ITEMS »

******************************

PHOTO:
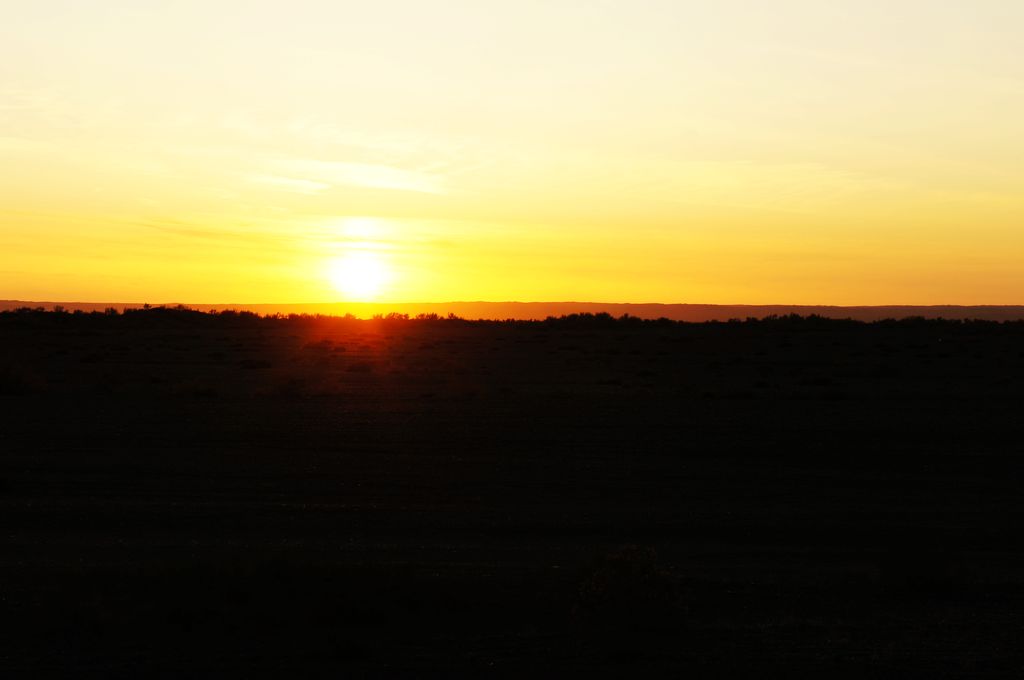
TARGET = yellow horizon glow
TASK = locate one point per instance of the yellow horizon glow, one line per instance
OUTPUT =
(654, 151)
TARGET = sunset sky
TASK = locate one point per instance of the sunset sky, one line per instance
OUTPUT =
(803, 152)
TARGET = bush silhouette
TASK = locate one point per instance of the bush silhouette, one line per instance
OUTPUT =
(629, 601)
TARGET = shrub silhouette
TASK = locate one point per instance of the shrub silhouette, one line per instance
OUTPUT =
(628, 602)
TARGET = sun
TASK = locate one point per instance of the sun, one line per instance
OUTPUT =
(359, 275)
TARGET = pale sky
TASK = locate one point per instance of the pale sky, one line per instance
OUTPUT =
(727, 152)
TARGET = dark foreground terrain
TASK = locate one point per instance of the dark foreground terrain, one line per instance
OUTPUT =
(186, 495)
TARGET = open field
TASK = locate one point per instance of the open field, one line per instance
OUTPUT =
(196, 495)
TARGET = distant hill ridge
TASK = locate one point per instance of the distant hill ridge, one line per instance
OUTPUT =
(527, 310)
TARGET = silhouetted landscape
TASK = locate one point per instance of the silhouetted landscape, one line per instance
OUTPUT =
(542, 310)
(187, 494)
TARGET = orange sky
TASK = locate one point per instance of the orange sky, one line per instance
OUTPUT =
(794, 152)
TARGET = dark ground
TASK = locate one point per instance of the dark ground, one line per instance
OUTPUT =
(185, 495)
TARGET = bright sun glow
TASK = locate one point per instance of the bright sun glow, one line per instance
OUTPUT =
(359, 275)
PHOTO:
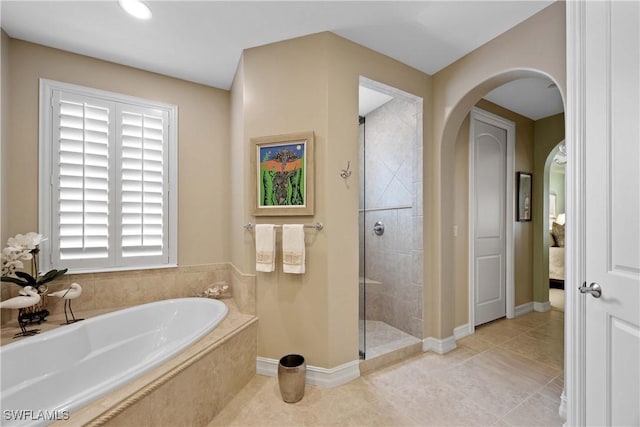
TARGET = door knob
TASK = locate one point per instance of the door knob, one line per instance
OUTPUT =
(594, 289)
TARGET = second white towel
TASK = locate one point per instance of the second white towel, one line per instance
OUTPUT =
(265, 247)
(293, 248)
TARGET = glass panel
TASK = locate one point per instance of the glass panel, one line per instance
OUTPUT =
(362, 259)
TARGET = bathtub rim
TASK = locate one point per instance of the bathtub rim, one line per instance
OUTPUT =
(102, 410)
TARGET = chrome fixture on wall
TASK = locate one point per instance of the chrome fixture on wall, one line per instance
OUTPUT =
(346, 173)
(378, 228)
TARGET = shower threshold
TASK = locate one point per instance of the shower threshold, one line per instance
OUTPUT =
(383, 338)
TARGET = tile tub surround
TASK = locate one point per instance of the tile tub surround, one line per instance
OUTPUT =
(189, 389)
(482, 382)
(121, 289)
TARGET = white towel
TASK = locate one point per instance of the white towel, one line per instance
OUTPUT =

******************************

Reproduce all of the records above, replacing "bathtub rim" with "tub edge" wherever it occurs and leaving everything else unchanged. Omit the pictures from your answer.

PHOTO:
TARGET = yellow horizon glow
TASK = locate one point per instance of the yellow horizon glow, one line per instance
OUTPUT =
(654, 151)
TARGET = sunset sky
TASK = locate one point per instance of the sunset sky, one line per instance
OUTPUT =
(803, 152)
TARGET = bush silhouette
TASK = locate one point per instance of the bush silhouette, one line per instance
OUTPUT =
(629, 601)
TARGET = shrub silhouette
TASK = locate one point per instance of the shrub silhouette, one line per instance
OUTPUT =
(628, 602)
TARGET = sun
TASK = locate one point per instance of the sun, one line per instance
OUTPUT =
(359, 275)
TARGET = pale sky
TASK = locate one point per instance of the pale sky, one line per instance
OUTPUT =
(727, 152)
TARGET = dark foreground terrain
TASK = locate one point per instance of the dark foreground terrain, one line per instance
OUTPUT =
(186, 495)
TARGET = open field
TASK = locate one point per instance of the open field, one line per instance
OUTPUT =
(196, 495)
TARGET = distant hill ridge
TASK = locate one point per instance of the distant hill ridge, one line per instance
OUTPUT =
(527, 310)
TARGET = silhouetted landscape
TASK = locate one point per instance of the silhouetted landscape, one line per instance
OUTPUT =
(542, 310)
(187, 494)
TARGET = orange sky
TASK = locate one point per instance of the orange sky, one line per instance
OUTPUT =
(794, 152)
TARGET = dark ground
TASK = locate one point per instance of the dark ground, one line per instance
OUTPUT =
(185, 495)
TARGET = bright sun glow
TASK = locate one point per instance of the bright sun glow, one line per instance
OUTPUT =
(359, 275)
PHOTO:
TARGET = door knob
TASK = locate one point per instance of the door knob, one line per instance
OUTPUT =
(594, 289)
TARGET = second white towel
TASK = locate one point per instance of the second white towel, one line per instance
OUTPUT =
(265, 247)
(293, 248)
TARGET = glass panel
TASK = locate one point per instance of the glass panel, one line per instance
OUTPUT =
(362, 259)
TARGET = tub edge
TASK = locate one point per instance of the tub edge, one line per instance
OUTPUT =
(102, 410)
TARGET = chrome fixture on wall
TASK = locate one point per instance of the chrome fixture on wall, one line per instance
OUTPUT =
(346, 173)
(378, 228)
TARGET = shower threshold
TASK = locate one point per instance of the shower threshold, one line per instance
OUTPUT =
(383, 338)
TARGET = tile tub surround
TASK = locate one point per instance of the tile tub surround, one line per instance
OUTPUT =
(189, 389)
(482, 382)
(121, 289)
TARGET = white towel
TASK = locate one point per instance of the white towel, one line per instance
OUTPUT =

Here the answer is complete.